====== Selected extract

Two women sit at a desk, looking at some papers

Women's Radio in Afghanistan Persists in Face of Threats

August 29, 2019
BBC reporter Mike Thomson visits Radio Roshani in Kunduz, Afghanistan to talk to the station manager about the challenges she faces

Radio Roshani in Kunduz, Afghanistan is a women-led station that is part of the Salam Watandar network, which was founded by Internews. It was featured on the BBC Newshour with host Razia Iqbal. Listen to the program:

Written Transcript

Razia Iqbal: We report on and from Afghanistan often given the continuing conflict there, but some parts of the country remain under the radar. Kunduz, in the far north, is one of them, rampant in security, kidnapping, and attacks by the Taliban in that region mean it’s a dangerous place to visit. But the volatility that people face every day there has not silenced the city’s Radio Roshani. It continues to campaign for women’s rights despite regular death threats and attacks. Mike Thomson reports now in the third of his series on frontline radio stations around the world.


Mike Thomson: Kunduz’s Radio Roshani is run for and by women but broadcasts in what’s still very much a man’s world.

[Women’s voices on the radio]

Woman: Some men are stuck with the old culture and don’t like these new ideas about women. We’ve received many threats but we haven’t backed down. We are determined to carry on and try and change our society.

[Sound of gunfire]

Mike Thomson: In late September 2015, this conflict-plagued city in the far north of Afghanistan was overrun by the Taliban. Outraged by the promotion of women’s rights, they set out to silence Radio Roshani. After finding that its staff had fled, they destroyed the station’s archives, stole its equipment, and placed mines in its offices. And although the Taliban was soon forced out of the city, the intimidation continues. The station’s founder Sediqa Sherzai.

Sediqa Sherzai (translated): This kind of threats involved telling me that I am misguiding local women and promoting divisions in their family, promoting wars in the family, and you’re promoting human rights. These actions are so bad, they tell me, that I deserve to be killed. Even more than an American does.


Mike Thomson: The station highlights local music, as well as phone-in programs which cover a host of issues affecting women’s lives here from domestic violence to emotional problems caused by child brides and polygamous marriages.

============
====== Information provided

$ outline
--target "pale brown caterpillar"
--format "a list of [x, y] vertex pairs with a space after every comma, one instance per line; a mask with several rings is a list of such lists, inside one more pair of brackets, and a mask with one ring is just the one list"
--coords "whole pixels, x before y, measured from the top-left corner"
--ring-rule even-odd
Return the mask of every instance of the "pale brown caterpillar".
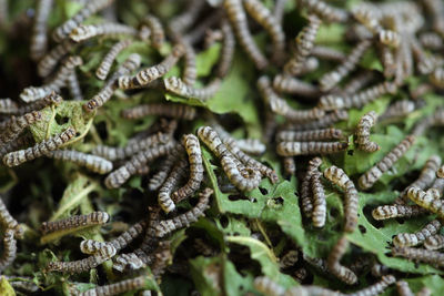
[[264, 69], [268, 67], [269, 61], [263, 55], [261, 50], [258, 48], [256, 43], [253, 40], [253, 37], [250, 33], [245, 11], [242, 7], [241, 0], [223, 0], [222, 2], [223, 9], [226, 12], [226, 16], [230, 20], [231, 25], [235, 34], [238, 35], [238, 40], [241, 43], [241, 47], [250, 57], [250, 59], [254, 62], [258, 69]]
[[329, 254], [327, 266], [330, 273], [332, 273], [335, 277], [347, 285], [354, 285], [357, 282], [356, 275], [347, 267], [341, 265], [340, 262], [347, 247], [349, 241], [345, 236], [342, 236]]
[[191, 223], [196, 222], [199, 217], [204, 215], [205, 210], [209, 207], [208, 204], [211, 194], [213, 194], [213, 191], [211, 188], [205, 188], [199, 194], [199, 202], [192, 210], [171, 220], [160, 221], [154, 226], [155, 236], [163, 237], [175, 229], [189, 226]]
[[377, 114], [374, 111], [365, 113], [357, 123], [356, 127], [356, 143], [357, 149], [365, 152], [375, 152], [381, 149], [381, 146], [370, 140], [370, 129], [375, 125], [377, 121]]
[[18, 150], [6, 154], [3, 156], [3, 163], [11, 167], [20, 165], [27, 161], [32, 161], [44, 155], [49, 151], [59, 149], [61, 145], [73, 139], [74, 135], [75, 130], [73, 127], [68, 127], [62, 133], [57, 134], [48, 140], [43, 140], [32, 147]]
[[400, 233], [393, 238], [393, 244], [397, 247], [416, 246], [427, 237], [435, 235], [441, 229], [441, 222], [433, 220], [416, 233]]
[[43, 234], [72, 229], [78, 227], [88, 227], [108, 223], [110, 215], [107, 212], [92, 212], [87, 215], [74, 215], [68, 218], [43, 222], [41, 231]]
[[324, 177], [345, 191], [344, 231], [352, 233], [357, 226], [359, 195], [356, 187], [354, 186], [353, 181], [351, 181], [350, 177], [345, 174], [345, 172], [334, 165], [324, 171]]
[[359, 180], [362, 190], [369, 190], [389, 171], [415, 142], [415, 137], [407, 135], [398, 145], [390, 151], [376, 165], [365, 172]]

============

What you are asked to do: Repeat the passage of the article on Radio Roshani that begins at the words "[Women’s voices on" and stops after the words "founder Sediqa Sherzai.". The rows were taken from a different source than the article on Radio Roshani.

Answer for the task:
[Women’s voices on the radio]

Woman: Some men are stuck with the old culture and don’t like these new ideas about women. We’ve received many threats but we haven’t backed down. We are determined to carry on and try and change our society.

[Sound of gunfire]

Mike Thomson: In late September 2015, this conflict-plagued city in the far north of Afghanistan was overrun by the Taliban. Outraged by the promotion of women’s rights, they set out to silence Radio Roshani. After finding that its staff had fled, they destroyed the station’s archives, stole its equipment, and placed mines in its offices. And although the Taliban was soon forced out of the city, the intimidation continues. The station’s founder Sediqa Sherzai.